[Input records]:
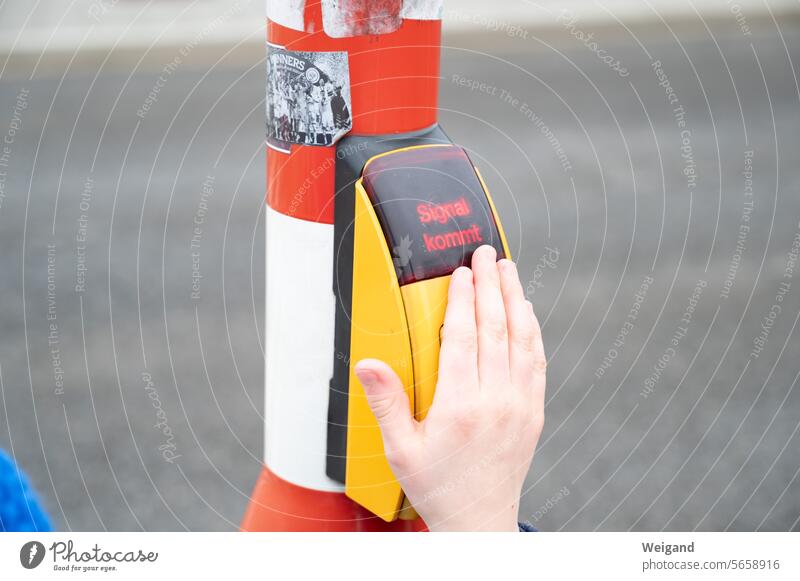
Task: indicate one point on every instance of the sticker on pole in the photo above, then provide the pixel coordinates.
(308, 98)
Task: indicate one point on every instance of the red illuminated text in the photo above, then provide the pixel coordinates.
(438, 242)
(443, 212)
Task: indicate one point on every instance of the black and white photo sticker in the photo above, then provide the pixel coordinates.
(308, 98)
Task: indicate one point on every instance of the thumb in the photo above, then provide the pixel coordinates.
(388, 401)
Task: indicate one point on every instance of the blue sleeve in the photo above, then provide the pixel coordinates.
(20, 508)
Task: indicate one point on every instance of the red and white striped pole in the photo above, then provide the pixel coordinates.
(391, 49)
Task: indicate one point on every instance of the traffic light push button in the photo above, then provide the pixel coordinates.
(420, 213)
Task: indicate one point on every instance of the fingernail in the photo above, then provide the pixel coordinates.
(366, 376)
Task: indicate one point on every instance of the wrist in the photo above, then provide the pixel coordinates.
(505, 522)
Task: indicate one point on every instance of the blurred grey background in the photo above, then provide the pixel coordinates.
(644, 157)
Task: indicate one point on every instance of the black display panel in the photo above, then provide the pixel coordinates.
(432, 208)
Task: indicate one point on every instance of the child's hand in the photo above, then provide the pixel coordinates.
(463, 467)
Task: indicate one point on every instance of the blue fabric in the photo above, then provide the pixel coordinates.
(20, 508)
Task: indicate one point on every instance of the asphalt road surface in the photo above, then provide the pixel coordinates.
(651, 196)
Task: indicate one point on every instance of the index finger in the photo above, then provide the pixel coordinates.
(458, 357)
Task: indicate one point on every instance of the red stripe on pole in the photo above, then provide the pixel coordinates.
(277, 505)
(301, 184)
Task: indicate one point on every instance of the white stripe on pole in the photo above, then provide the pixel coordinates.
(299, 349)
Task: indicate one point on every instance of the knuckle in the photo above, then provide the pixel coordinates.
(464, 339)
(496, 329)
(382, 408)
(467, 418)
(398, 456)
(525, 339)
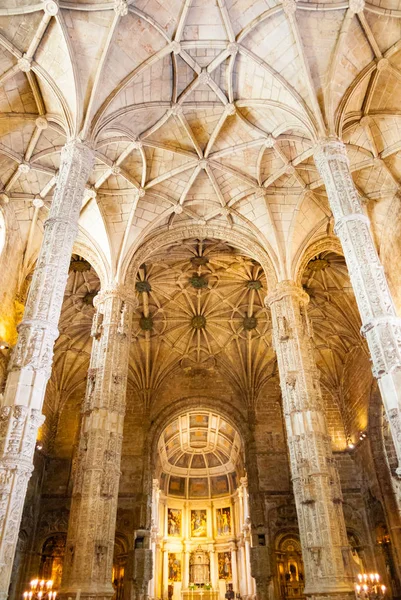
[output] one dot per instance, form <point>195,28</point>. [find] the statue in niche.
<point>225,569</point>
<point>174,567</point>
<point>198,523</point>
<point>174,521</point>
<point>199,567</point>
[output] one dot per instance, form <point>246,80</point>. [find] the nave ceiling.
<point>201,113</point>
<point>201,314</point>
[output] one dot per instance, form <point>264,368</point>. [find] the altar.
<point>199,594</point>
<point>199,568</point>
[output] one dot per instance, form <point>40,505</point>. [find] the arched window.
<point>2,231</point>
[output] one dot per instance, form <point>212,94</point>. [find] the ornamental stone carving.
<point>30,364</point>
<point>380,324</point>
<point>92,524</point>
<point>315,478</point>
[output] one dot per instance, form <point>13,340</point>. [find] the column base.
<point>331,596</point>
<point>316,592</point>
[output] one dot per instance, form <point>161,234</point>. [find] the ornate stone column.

[Written task]: Rewrite all of the lines above, replacing "pixel coordinates" with "image coordinates" wherever it appears and leaving everything else unchanged. Omit the pictures.

[Result of this exercise]:
Task: indicate one point on every instance of the sticker on pole in the photo above, then provide the image coordinates.
(308, 98)
Task: indicate one point on every instance of the red illuminated text in the photo above, then provide the image coordinates.
(438, 242)
(443, 212)
Task: indicate one point on every instance of the black and white photo sticker in the photo above, then provide the image coordinates.
(308, 98)
Task: indicate one point on every instance of the thumb in the photo above, then provide the image coordinates.
(388, 401)
Task: indicate one point on every instance of the blue sleeve in the photo above, then provide the image coordinates.
(20, 508)
Task: indicate one point on every instance of the red and white striped pole in the photo above, then provide the image coordinates.
(391, 49)
Task: indicate one point on every instance of the traffic light push button in the photo above, then provide the image coordinates.
(420, 213)
Task: indicate one point on every instance of the fingernail in the photo above, then provide the image coordinates.
(366, 376)
Task: indicate one point on every instance of the wrist in the photo above, then provide the image coordinates.
(505, 522)
Task: indicate one point on every instance of the blurred grey background in the photo above, then provide the image coordinates.
(644, 157)
Task: indicate one point on every instance of the black display panel in the photo above, then provide the image coordinates.
(432, 208)
Task: indicate one point on every instance of the child's hand in the photo above, then provide the image coordinates.
(463, 467)
Task: indicate one point on every instance of the blue fabric in the photo above, then provide the image coordinates.
(20, 508)
Task: indicate one point on every instance of the asphalt road surface in the photo above, then provide the image coordinates.
(651, 196)
Task: indicate one point on every instance of the index finger in the photo above, then provide the image coordinates.
(458, 357)
Task: indicate one point on every instance of the red stripe on pole in the photo above, then provide the image coordinates.
(277, 505)
(301, 184)
Task: indicate one point on every instance of the white stripe on pole in the photo above, then provide the image coordinates.
(299, 349)
Task: indicate one point on every instance of the knuckle in the photo above, then provide the image coordinates.
(464, 339)
(496, 329)
(382, 408)
(467, 418)
(398, 456)
(525, 339)
[output] one dot per instance, form <point>195,28</point>. [find] the statue in niche.
<point>225,569</point>
<point>174,567</point>
<point>198,523</point>
<point>174,521</point>
<point>199,567</point>
[output] one dot per instance, form <point>246,80</point>. [find] the nave ceiling.
<point>201,113</point>
<point>201,314</point>
[output] one dot per instance, form <point>264,368</point>. [find] the altar.
<point>199,594</point>
<point>199,568</point>
[output] one dot per instance, form <point>40,505</point>. [find] the arched window.
<point>2,231</point>
[output] one dot per instance, form <point>212,94</point>. [find] the ornamental stone carving.
<point>30,364</point>
<point>380,324</point>
<point>92,524</point>
<point>315,478</point>
[output] one dot per instance, form <point>13,340</point>. [find] the column base.
<point>331,596</point>
<point>316,592</point>
[output] one dot per instance, form <point>161,234</point>. [find] the ornate stone column.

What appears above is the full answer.